Aim of the task » Print all of the material below verbatim, keeping every line and every coordinate pair unchanged.

### Supplied data

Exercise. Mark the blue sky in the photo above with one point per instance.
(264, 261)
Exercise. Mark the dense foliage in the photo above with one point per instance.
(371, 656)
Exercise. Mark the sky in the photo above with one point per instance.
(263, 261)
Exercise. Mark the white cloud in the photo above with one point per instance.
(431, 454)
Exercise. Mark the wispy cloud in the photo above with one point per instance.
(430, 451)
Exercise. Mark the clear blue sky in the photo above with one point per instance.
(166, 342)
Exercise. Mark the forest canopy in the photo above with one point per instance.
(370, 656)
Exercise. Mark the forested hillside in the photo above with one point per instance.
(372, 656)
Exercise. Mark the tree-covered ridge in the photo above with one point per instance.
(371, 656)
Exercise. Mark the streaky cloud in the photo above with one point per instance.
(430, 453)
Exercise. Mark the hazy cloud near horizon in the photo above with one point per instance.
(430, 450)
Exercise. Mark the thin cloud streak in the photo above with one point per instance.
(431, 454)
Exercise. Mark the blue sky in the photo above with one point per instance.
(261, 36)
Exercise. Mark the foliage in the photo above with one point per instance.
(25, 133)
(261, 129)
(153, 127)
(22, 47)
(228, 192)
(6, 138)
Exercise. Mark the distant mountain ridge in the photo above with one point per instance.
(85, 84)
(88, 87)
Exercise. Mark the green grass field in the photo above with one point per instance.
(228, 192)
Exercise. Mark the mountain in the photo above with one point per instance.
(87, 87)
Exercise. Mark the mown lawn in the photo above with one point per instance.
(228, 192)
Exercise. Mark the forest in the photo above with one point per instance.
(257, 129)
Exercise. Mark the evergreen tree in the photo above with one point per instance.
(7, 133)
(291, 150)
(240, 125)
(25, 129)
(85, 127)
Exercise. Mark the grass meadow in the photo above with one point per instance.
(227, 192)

######

Output »
Exercise. Mark the blue sky in the photo above with one point per instance.
(264, 261)
Exercise. Mark the dense foliage in the photo above with one point per instance.
(371, 656)
Exercise. Mark the sky in the photo above with one point per instance.
(263, 261)
Exercise. Mark the white cloud in the photo above with one point per instance.
(431, 454)
Exercise. Mark the wispy cloud in the photo above with one point per instance.
(430, 451)
Exercise. Mark the clear blue sky in the photo above with one point per instance.
(166, 342)
Exercise. Mark the forest canopy in the photo above with one point per instance.
(370, 656)
Exercise. Mark the forested hillside in the photo above with one point per instance.
(372, 656)
Exercise. Mark the tree-covered ridge in the photo above with one point per instance.
(371, 656)
Exercise. Mark the streaky cloud in the photo above with one point per instance.
(430, 453)
Exercise. Mark the hazy cloud near horizon in the photo above with one point per instance.
(430, 450)
Exercise. Mark the thin cloud streak in the photo above with one point per instance.
(431, 454)
Exercise. Mark the blue sky in the photo above with one point per instance.
(261, 36)
Exercise. Mark the foliage in the photo above with one point per instance.
(25, 133)
(261, 129)
(153, 127)
(22, 47)
(228, 192)
(6, 138)
Exercise. Mark the distant mountain ridge in the photo above with one point per instance.
(85, 84)
(88, 87)
Exercise. Mark the green grass field in the photo above with one point per instance.
(228, 192)
Exercise. Mark the mountain in the photo above with one point per instance.
(87, 87)
Exercise. Mark the mown lawn in the photo above with one point per instance.
(228, 192)
Exercise. Mark the forest in the photo above with one point per instance.
(257, 129)
Exercise. Mark the evergreen tree in the photo above with one point per instance.
(7, 133)
(291, 150)
(240, 125)
(25, 129)
(85, 127)
Exercise. Mark the grass meadow in the photo above with one point per instance.
(227, 192)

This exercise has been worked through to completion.